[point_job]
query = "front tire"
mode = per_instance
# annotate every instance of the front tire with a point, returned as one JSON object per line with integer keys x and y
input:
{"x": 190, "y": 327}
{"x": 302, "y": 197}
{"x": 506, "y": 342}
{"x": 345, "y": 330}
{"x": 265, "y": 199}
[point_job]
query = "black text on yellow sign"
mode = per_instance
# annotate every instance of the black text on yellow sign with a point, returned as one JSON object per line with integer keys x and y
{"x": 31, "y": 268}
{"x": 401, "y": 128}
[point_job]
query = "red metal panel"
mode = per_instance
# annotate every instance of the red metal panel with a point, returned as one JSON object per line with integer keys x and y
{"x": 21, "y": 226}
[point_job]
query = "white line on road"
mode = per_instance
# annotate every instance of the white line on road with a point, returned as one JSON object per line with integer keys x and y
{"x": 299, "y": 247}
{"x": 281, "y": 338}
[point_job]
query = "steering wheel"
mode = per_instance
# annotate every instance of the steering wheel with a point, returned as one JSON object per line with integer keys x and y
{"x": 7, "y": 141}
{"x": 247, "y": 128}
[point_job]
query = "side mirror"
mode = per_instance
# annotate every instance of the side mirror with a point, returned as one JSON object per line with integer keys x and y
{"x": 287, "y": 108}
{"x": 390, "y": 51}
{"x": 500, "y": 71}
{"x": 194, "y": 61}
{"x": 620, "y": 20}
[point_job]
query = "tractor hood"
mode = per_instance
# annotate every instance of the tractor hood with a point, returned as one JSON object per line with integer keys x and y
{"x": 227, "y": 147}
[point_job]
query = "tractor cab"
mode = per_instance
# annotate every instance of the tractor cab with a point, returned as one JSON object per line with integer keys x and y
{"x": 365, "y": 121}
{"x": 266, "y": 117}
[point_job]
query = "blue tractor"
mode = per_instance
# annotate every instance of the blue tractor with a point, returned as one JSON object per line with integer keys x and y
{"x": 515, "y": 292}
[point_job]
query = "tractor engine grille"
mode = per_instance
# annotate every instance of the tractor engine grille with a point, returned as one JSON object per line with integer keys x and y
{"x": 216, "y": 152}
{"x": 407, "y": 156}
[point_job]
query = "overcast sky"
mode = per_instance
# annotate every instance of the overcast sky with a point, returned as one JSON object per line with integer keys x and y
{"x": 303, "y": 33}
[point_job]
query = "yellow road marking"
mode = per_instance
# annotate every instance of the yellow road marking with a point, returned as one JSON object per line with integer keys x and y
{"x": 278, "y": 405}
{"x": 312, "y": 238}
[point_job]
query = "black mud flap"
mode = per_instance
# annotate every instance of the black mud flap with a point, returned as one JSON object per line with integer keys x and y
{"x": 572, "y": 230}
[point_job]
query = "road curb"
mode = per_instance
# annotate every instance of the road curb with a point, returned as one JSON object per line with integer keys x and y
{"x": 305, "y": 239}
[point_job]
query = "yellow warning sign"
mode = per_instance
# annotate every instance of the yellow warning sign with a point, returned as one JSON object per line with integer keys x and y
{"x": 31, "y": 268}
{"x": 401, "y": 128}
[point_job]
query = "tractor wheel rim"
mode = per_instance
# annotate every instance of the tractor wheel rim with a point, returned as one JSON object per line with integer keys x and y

----

§ **Exercise brief**: Type out the entries again, word for word.

§ **Answer to this task**:
[point_job]
query = "front tire"
mode = per_instance
# annotate every instance of the front tire with a point, returned as one JSON object per line with integer keys x and y
input:
{"x": 190, "y": 327}
{"x": 302, "y": 197}
{"x": 506, "y": 342}
{"x": 345, "y": 330}
{"x": 265, "y": 199}
[point_job]
query = "black text on yellow sign"
mode = per_instance
# annotate every instance of the black text on yellow sign with a point, returned as one JSON object per line with integer keys x and y
{"x": 31, "y": 268}
{"x": 401, "y": 128}
[point_job]
query = "red metal panel"
mode = per_instance
# annotate every instance of the red metal panel with a point, returned as one JSON object per line with integer keys x and y
{"x": 21, "y": 226}
[point_job]
query = "white line on road"
mode = per_instance
# annotate every instance of the white line on road with a point, returned as one JSON object per line with integer keys x and y
{"x": 299, "y": 247}
{"x": 281, "y": 338}
[point_job]
query = "steering wheel"
mode = per_instance
# annotate every instance of the steering wheel with a point, returned as one JSON object per line with integer keys x and y
{"x": 7, "y": 141}
{"x": 247, "y": 128}
[point_job]
query = "side mirror"
mode = per_instance
# annotate every instance of the side mirror with a point, returned as one JSON object per line with integer keys x and y
{"x": 287, "y": 108}
{"x": 390, "y": 51}
{"x": 500, "y": 71}
{"x": 194, "y": 61}
{"x": 620, "y": 20}
[point_job]
query = "tractor hood"
mode = per_instance
# annotate every instance of the tractor hood with a point, returned as one JSON object per line with integer keys x and y
{"x": 227, "y": 147}
[point_job]
query = "tractor cab"
mode = per_instance
# annotate every instance of the tractor cab with a point, returned as one JSON object per line with integer keys x and y
{"x": 365, "y": 121}
{"x": 266, "y": 117}
[point_job]
query = "blue tractor"
mode = per_instance
# annotate every instance of the blue tractor with a point, returned as one JSON object per line with integer keys x and y
{"x": 515, "y": 292}
[point_job]
query = "tractor engine grille"
mode = per_instance
# annotate every instance of the tractor engine grille with a point, returned as one JSON object per line with integer keys x and y
{"x": 216, "y": 152}
{"x": 407, "y": 156}
[point_job]
query = "overcast sky"
mode = per_instance
# annotate every instance of the overcast sky with a point, returned as one JSON object per line with integer keys x and y
{"x": 303, "y": 33}
[point_job]
query = "yellow road marking"
mode = per_instance
# annotate every instance of the yellow road marking with a point, returned as one JSON object per line with integer keys x and y
{"x": 278, "y": 405}
{"x": 312, "y": 238}
[point_job]
query = "black mud flap"
mode = per_instance
# annotate every instance of the black mud flap with a point, returned as one JSON object per line with integer keys x and y
{"x": 572, "y": 230}
[point_job]
query = "road curb"
mode = per_instance
# annotate every instance of the road curb with a point, returned as one JSON object per line with integer keys x and y
{"x": 305, "y": 239}
[point_job]
query = "yellow warning sign"
mode = per_instance
# annotate every instance of the yellow warning sign with a point, returned as one JSON object per line with integer keys x and y
{"x": 31, "y": 268}
{"x": 401, "y": 128}
[point_job]
query = "tractor wheel rim"
mode = per_instance
# annotate every instance of the tractor wheel rim with a point, returned as one JSON object per line with integer keys x and y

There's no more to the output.